• _WHAT THIS TASK INVOLVES_
Reproduce each of the records below line for line, with no changes.

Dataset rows
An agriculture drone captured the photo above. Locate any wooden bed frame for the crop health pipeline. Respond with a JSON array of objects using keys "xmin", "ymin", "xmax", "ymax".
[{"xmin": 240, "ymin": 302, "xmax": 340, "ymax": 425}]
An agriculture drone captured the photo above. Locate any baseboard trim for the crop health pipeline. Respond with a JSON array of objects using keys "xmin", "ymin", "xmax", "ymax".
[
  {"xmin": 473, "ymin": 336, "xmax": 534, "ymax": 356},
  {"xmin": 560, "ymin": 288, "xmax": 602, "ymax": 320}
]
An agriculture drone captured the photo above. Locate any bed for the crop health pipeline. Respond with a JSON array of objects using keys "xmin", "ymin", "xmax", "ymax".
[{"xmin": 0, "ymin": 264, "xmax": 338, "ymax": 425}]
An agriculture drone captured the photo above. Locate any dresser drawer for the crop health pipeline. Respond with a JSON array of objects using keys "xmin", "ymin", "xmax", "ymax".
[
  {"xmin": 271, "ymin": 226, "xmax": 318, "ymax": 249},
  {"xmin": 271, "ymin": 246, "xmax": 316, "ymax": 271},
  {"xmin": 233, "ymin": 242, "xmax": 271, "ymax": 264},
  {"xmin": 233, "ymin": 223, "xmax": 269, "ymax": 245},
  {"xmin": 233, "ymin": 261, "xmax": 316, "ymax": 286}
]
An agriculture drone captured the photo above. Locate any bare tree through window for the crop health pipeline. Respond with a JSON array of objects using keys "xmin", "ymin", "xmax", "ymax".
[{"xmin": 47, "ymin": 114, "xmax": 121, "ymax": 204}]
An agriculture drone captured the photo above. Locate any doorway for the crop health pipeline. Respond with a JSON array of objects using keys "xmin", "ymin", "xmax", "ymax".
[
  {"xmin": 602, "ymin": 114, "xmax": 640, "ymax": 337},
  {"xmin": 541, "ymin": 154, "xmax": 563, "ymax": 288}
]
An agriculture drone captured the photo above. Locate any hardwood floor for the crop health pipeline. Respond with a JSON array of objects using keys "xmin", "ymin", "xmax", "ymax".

• _FINISHED TASK_
An agriculture drone captured the photo above. Locate any wooden bed frame for the crop health pipeline. Respond with a JSON array of objects using keys "xmin", "ymin", "xmax", "ymax".
[{"xmin": 240, "ymin": 302, "xmax": 340, "ymax": 425}]
An agriculture drone captured the photo above. Locate any baseboard trim for the crop health pipeline. Respond with a JSON array of objects using keys "xmin", "ymin", "xmax", "ymax".
[
  {"xmin": 473, "ymin": 336, "xmax": 534, "ymax": 356},
  {"xmin": 560, "ymin": 288, "xmax": 602, "ymax": 320}
]
An agriculture drone captured the photo above. Locate any bed for the crop health pipeline. Respond with a JSON array of objects using keys "xmin", "ymin", "xmax", "ymax".
[{"xmin": 0, "ymin": 264, "xmax": 338, "ymax": 425}]
An agriculture drone captured the photo above. Locate any dresser drawer for the crop health pipeline. Respond with a JSON array of objects using keys "xmin", "ymin", "xmax", "ymax".
[
  {"xmin": 271, "ymin": 226, "xmax": 318, "ymax": 249},
  {"xmin": 271, "ymin": 246, "xmax": 316, "ymax": 271},
  {"xmin": 233, "ymin": 242, "xmax": 271, "ymax": 264},
  {"xmin": 233, "ymin": 223, "xmax": 269, "ymax": 245},
  {"xmin": 233, "ymin": 261, "xmax": 316, "ymax": 286}
]
An agriculture drone captured the photo above. Locate any bare tree through window for the crop health pipeline. Respond with a JSON array of objects using keys "xmin", "ymin", "xmax", "ymax".
[{"xmin": 47, "ymin": 114, "xmax": 121, "ymax": 204}]
An agriculture drone captured the photo above. Locate any doorway for the crop health pipeline. Respond with a JSON array of objects using keys "xmin", "ymin", "xmax", "ymax".
[
  {"xmin": 602, "ymin": 114, "xmax": 640, "ymax": 337},
  {"xmin": 541, "ymin": 154, "xmax": 563, "ymax": 288}
]
An agriculture drone captured the photo above. Locate any hardwood floor for the crop health pipeline. Respond with a JSON array of objects using keys "xmin", "ymin", "xmax", "ymax".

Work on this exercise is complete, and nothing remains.